Work to do: Print every one of the following records again word for word, keeping each line unchanged and in its original order.
** START OF Available records **
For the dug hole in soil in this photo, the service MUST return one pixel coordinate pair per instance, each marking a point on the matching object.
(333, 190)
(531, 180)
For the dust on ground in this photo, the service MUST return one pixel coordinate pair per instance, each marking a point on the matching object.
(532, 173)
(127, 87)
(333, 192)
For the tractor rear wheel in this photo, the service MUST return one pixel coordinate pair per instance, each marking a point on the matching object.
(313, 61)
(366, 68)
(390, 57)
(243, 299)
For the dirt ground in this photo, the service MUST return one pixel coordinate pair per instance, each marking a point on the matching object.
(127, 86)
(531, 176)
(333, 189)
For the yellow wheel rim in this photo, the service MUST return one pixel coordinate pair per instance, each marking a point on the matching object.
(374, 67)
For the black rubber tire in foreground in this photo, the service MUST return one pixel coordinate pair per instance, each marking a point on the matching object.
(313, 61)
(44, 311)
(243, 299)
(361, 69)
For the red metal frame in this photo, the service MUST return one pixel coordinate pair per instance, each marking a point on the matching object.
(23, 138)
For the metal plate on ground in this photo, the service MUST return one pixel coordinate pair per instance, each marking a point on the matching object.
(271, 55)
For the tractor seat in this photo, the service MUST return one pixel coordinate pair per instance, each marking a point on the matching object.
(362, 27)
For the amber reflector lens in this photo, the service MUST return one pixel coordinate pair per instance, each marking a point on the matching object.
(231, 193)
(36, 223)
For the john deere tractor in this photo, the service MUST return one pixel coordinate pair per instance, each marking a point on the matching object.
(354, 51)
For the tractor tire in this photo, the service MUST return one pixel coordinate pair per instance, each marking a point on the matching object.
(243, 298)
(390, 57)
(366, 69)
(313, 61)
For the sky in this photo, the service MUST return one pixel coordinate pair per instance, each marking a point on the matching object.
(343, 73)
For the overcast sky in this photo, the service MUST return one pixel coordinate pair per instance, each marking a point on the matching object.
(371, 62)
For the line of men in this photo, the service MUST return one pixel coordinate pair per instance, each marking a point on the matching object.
** END OF Available records **
Expected answer:
For the dug hole in soil in this photo, the service MUST return one pixel coordinate pair per instance, each marking a point on the matching object.
(333, 190)
(531, 180)
For the dust on ground in this photo, the service MUST return one pixel coordinate pair per instance, each marking a point on the matching object.
(532, 173)
(127, 87)
(333, 192)
For the tractor rear wheel in this photo, the service MUST return one pixel coordinate pair per instance, each marking a point on the matching object.
(313, 61)
(366, 68)
(390, 57)
(243, 299)
For the dirt ground in this photo, the service MUST return one pixel coordinate pair per instance, each marking a point on the matching object.
(127, 86)
(531, 176)
(333, 189)
For the yellow wheel rim in this photo, the service MUST return one pixel coordinate pair per instance, each marking a point on the matching object.
(374, 67)
For the black rubber tire in foreground in this photo, the service MUST return one pixel coordinate pair per instance, each marking a point on the matching object.
(313, 61)
(44, 311)
(243, 299)
(361, 69)
For the red metal frame in this photo, the service MUST return one pixel coordinate pair per instance, each marking a point on the matching object.
(23, 138)
For the metal plate on ground in this photo, the service MUST return one pixel coordinate pair per instance, each marking a point on the matching object.
(271, 55)
For the tractor seat in this photo, the service MUST return one pixel coordinate pair per instance, each marking a point on the matching object.
(362, 27)
For the amber reflector lens in this photo, the service MUST return one pixel coordinate pair per instance, each marking a point on the matching object.
(231, 193)
(36, 223)
For the john deere tractor in this photo, the service MUST return one pixel coordinate pair per instance, each marking a point on the matching object.
(354, 51)
For the tractor tire in this photo, the service MUST return one pixel coordinate pair per instance, each marking a point on the matching object.
(243, 298)
(390, 57)
(366, 69)
(313, 61)
For the sky in this photo, the service MUST return one pixel coordinate pair per instance, each marking a point on the matching object.
(343, 73)
For the overcast sky in this photo, the service MUST return one pixel coordinate pair per instance, each marking a point on the matching object.
(371, 62)
For the line of men in this photo, the service MUST return one pixel coordinate pair per instance, each marking a point on the matching object.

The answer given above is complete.